1. Hard to keep the wheels from sagging under the weight of the model.

2. Difficult to transfer power to the wheels

 

8. Double wishbone suspension

This suspension uses two A-shaped arms to keep the wheel hubs in place. As of late it's my favourite suspension system due to:

Advantages:

1. Independent suspension with low unspring weight, suitable for high speed

2. Very customizable design with lots of adjustable characteristics (suspension arm lengths, caster angle, camber angle, steering geometries)

3. When build correctly it is far more robust than live axle suspension

4. Increased ground clearance compared to live axle suspension, especially when used with portal hubs

5. Can be configured to carry power to each wheel side independently

6. Extremely easy mounting of springs

7. Very stable compared to live axles

8. Frame holding the suspension can be part of the chassis, therebye lowering the center of gravity

Disadvantages:

1. More moving parts as live axle suspension, increased mechanical complexity

2. Limited wheel travel - Lego wishbones allow a max. of around 25 degrees of suspension angle

 

9. Multi-link suspension

To be updated when I build my first multi-link offroad suspension. I can assume the following characteristics:

1. Independent suspension with low unspuing weight, suitable for high speed

2. Extremely customizable design with lots of adjustable charactersitics (suspension arm lengths, caster angle, camber angle, steering geometries, virtual pivot point)

3. Large steering pivot point compensation

4. Increased ground clearance compared to live axle suspension, especially when used with portal hubs

5. Can be configured to carry power to each wheel side independently

6. Very stable compared to live axles

7. Frame holding the suspension can be part of the chassis, thereby lowering the center of gravity

Disadvantages:

1. Very high amount of moving parts, increased mechanical complexity

2. Limited wheel travel - Lego wishbones allow a max. of around 25 degrees of suspension angle

3. Hard to connect springs to the chassis

 

10. Spring types

Listed below are the most common types of springs available:

6.5L Soft shock absorber

Advantages:

1. Small, easy to implement

Disadvantages:

1. One stud of suspension travel

2. Low spring rate, can't support heavy models

 

6.5L Hard shock absorber

1. Small, easy to implement

2. High spring rate, can support heavy models

Disadvantages:

1. One stud of suspension travel

 

9L soft shock absorber

When using 9L shock absorbers I suggest you do not use the default offset upper attachment point, but use an in-line attachment point instead.

This will reduce the friction and allow for better high speed performance

Example:

Advantages:

1. Two studs of suspension travel

2. More attachment possibilities than 6.5 L shock absorber

Disadvantages:

1. Default attachment points create friction

2. Low spring rate, can't support heavy models

 

9L hard shock absorber

Advantages:

1. Two studs of suspension travel

2. More attachment possibilities than 6.5 L shock absorber

3. High spring rate, can support heavy models

Disadvantages:

1. Default attachment points create friction

2. Rare and expensive

 

11. Attaching springs to live axles

If we start with basics, the first things we have to check is how position of springs affects suspension of live axles.

The closer you place the springs together, the more flex the suspension will have, but it will also be less stable:

 

 

 

I suggest you to keep springs at a distance of around 1/2 of the total model width.

When placing springs you should keep them in-line with the wheel bearing in order to reduce friction.

Complete the following -
1. Answer these questions from the suspension guide:
(a) What maximum suspension angle do Lego wishbones allow?
(b) How many studs of suspension travel does the 9L soft shock absorber provide?
(c) What distance between springs on a live axle does the guide suggest?
2. Carry on writing the suspension guide, starting after its final sentence about keeping springs in line with the wheel bearing.
The rows that follow come from a separate source and are unrelated to the suspension guide.

Information provided -
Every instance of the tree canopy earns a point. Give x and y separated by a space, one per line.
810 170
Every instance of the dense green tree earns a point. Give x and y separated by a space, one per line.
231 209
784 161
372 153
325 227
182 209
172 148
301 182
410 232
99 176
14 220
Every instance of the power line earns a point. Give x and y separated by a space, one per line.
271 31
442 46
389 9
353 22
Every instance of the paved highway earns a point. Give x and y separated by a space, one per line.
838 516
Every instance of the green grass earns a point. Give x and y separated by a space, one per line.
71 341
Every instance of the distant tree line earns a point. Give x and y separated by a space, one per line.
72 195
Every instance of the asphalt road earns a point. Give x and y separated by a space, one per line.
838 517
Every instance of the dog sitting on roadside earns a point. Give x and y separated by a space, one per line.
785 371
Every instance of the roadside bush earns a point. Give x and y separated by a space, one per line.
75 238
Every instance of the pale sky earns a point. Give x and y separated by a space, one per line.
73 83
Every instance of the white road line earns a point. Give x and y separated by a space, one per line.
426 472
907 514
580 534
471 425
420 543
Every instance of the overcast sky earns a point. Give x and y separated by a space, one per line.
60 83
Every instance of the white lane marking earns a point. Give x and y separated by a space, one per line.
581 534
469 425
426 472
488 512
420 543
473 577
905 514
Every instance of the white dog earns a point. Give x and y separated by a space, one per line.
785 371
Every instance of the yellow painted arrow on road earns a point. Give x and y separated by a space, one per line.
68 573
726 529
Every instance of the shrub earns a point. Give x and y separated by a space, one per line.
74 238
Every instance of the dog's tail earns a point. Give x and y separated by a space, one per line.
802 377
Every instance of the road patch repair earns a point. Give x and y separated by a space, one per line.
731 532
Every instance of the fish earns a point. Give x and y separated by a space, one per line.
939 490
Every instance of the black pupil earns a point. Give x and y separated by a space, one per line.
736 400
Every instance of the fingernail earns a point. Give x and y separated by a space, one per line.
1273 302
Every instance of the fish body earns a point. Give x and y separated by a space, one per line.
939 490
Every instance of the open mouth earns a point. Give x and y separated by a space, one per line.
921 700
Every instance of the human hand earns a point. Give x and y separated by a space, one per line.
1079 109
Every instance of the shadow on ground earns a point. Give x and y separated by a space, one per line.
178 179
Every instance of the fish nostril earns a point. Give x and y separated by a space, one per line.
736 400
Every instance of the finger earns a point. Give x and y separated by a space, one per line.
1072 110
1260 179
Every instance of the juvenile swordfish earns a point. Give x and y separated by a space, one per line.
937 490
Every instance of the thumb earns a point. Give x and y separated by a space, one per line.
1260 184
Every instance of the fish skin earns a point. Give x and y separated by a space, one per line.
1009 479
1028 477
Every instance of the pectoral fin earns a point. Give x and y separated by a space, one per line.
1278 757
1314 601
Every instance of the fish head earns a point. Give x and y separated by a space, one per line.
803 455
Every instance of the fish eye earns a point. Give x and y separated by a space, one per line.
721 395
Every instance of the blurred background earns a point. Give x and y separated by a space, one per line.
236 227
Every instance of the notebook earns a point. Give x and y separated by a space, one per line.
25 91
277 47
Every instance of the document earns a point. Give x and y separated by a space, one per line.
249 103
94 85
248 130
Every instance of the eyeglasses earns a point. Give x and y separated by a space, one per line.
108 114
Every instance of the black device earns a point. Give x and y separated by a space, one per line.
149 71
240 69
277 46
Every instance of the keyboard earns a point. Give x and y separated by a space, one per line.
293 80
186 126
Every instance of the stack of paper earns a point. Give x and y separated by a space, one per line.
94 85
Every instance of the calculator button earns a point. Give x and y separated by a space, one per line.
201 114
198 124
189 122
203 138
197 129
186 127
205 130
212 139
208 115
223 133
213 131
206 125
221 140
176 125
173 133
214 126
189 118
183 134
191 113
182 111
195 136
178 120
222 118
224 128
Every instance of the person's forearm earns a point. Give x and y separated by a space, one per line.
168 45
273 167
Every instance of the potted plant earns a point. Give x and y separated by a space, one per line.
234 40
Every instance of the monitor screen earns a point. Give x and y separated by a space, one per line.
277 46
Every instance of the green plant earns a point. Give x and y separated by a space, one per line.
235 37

Responses by task -
1.
(a) Around 25 degrees.
(b) Two studs.
(c) Around 1/2 of the total model width.

2.
First example of bad spring placements:

And example of good spring placement:

When using multiple springs make sure to place them symmetrically centrred to the wheel hub:

 

When attaching springs to torque tube suspension, you have to allow springs to tilt in two planes:

 

You can also attach the springs to the suspension links to increase suspension travel. This technique is especially common on Trophy Trucks:

 

12. Attaching springs to independent suspension

Independent suspension allows for much more flexible spring placement. Generally the closer you attach the spring to the main suspension arm pivot, the higher spring travel you get, but lower suspension force.

Examples going from the hardest suspension with low travel to the softest with high travel:

You can also attach springs inside the suspension arms:

Or horizontally:

As with the live axles make sure springs are in the center of the wishbones. Example of good placements:

And an example of bad spring placement, which causes excessive friction and suspension binding:

 

5. Steering

Steering is the system which allows our model to change direction. Generally there are two types of steering system used:

1. Skid steering

Advantages:

1. Very simple to implement and control with two separate motors for left and right sided wheels.

2. Does not require a dedicated steering motor

Disadvantages:

1. Not efficient, since wheels have to skid to steer

2. Power had to be reduced or even reversed in order to steer.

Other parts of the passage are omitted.